**Your task**
How many lines of the records below contain the string "covered"? Reply with the number alone.

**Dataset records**
** START **
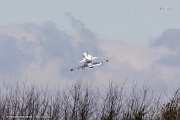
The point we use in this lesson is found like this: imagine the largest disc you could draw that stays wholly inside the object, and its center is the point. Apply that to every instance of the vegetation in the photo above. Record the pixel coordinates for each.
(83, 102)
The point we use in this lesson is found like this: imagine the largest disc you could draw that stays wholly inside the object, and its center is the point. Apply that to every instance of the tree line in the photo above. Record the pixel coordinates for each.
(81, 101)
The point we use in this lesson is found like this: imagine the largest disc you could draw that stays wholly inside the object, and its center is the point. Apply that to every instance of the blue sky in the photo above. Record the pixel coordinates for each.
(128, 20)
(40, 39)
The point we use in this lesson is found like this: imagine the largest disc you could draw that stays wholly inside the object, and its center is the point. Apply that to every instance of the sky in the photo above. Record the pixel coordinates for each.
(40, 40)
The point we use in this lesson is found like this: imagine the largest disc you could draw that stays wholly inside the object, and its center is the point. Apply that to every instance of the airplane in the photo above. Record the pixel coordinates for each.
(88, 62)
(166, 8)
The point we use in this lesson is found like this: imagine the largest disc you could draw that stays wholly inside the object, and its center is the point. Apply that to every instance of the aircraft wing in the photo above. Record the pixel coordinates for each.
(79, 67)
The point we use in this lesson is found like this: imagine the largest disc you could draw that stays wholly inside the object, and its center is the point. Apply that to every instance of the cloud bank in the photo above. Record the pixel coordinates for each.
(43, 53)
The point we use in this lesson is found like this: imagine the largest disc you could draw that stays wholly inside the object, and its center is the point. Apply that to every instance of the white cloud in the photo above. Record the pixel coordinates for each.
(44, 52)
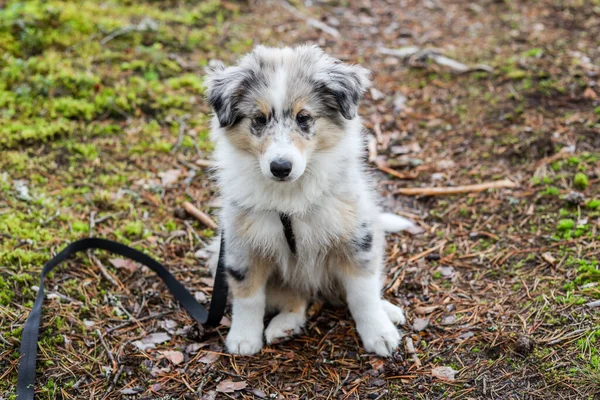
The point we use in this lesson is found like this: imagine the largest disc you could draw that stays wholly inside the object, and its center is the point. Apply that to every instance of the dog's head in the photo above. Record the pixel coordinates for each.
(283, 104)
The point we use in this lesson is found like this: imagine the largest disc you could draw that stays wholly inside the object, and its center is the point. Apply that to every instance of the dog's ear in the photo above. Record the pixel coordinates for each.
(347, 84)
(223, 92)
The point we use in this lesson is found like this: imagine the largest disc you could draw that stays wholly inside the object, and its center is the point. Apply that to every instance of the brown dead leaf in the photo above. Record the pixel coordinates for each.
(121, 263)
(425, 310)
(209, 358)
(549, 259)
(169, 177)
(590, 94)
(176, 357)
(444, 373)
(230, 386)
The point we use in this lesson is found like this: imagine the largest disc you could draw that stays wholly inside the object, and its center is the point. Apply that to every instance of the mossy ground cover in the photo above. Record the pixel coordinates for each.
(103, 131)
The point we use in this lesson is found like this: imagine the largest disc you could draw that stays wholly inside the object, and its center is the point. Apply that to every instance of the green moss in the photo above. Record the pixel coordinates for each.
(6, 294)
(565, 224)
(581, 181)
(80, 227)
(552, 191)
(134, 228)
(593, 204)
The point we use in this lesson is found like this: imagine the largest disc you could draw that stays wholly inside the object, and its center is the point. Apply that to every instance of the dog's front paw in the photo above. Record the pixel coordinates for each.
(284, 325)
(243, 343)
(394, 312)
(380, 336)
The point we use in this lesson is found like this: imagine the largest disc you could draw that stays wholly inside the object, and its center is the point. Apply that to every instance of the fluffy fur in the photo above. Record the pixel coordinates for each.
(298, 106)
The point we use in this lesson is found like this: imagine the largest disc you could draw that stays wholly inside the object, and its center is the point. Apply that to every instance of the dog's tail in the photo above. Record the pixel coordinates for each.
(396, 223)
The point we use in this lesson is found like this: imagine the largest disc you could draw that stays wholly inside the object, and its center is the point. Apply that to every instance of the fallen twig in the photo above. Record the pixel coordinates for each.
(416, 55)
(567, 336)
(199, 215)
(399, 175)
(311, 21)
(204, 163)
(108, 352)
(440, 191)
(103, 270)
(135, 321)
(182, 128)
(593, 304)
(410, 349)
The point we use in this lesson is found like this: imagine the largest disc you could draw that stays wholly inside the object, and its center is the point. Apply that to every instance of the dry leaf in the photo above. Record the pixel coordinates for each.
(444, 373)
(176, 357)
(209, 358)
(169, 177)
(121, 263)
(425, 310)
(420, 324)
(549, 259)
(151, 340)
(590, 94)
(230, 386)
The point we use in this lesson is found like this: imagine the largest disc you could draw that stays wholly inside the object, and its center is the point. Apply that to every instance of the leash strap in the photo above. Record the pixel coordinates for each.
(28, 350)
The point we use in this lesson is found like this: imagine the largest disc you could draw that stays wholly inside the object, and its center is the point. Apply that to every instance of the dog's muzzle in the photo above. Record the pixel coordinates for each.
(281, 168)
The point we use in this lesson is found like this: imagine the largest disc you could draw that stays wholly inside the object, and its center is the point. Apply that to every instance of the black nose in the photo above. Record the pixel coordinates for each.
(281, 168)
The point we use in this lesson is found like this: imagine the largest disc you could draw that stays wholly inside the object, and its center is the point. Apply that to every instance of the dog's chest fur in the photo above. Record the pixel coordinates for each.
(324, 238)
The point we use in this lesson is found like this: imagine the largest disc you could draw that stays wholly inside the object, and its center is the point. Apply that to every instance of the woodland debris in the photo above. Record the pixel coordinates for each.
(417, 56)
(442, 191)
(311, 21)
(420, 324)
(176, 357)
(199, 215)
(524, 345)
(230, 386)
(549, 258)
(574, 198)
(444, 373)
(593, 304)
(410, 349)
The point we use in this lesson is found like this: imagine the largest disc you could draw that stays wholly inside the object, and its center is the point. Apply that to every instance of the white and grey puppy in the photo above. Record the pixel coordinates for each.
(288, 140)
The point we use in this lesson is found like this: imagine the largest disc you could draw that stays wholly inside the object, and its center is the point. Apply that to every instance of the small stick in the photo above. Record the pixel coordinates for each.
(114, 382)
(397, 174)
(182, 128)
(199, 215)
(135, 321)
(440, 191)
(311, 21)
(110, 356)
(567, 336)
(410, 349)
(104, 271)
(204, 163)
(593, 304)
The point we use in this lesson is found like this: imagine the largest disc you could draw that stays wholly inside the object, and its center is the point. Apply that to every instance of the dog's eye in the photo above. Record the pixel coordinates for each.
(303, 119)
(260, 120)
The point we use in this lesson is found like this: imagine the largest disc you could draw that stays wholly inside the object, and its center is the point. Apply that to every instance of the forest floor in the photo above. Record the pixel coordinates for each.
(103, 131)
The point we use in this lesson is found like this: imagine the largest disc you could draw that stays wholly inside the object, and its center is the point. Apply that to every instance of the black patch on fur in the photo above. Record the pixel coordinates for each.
** END **
** START **
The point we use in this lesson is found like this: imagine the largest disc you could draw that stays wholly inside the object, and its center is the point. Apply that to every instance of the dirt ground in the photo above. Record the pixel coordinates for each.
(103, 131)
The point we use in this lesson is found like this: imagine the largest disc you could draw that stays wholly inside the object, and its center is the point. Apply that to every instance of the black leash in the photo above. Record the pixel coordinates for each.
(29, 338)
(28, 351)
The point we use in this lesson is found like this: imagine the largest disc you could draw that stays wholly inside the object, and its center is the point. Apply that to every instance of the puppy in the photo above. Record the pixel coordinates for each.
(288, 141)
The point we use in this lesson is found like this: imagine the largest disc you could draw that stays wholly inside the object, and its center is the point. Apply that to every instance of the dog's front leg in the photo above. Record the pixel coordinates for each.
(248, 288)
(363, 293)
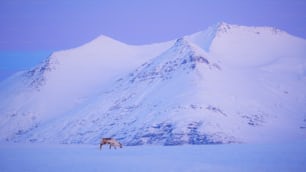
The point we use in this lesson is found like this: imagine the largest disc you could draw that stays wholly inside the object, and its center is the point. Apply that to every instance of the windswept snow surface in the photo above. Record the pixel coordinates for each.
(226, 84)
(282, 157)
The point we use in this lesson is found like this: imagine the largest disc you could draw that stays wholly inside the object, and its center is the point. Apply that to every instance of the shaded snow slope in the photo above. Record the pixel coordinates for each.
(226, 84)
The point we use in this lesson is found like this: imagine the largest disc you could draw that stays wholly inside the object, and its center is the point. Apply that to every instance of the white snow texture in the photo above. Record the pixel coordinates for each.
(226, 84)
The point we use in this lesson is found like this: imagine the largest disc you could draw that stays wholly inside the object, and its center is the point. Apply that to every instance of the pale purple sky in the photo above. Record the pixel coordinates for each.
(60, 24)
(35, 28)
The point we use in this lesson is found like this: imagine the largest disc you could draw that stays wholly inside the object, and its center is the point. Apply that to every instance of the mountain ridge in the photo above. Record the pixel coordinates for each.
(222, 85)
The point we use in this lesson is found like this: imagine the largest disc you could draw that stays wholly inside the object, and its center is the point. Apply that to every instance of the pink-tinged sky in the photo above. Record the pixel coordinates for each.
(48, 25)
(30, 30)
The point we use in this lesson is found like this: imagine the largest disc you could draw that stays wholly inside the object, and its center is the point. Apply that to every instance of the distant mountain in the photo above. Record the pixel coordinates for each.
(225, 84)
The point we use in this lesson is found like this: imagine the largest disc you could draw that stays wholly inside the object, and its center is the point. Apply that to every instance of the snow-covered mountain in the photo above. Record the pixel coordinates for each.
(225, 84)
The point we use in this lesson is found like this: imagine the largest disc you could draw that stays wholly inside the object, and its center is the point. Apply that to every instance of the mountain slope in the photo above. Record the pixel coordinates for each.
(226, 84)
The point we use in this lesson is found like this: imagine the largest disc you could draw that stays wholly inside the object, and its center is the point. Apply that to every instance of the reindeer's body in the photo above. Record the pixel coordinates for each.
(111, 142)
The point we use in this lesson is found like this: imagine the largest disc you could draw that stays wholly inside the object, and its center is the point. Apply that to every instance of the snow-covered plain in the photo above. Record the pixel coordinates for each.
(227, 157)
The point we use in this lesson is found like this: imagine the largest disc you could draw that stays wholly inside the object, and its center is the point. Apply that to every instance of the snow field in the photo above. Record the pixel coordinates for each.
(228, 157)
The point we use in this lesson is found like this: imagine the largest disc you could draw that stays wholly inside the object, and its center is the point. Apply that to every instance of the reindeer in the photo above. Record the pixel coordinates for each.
** END **
**Result of the exercise**
2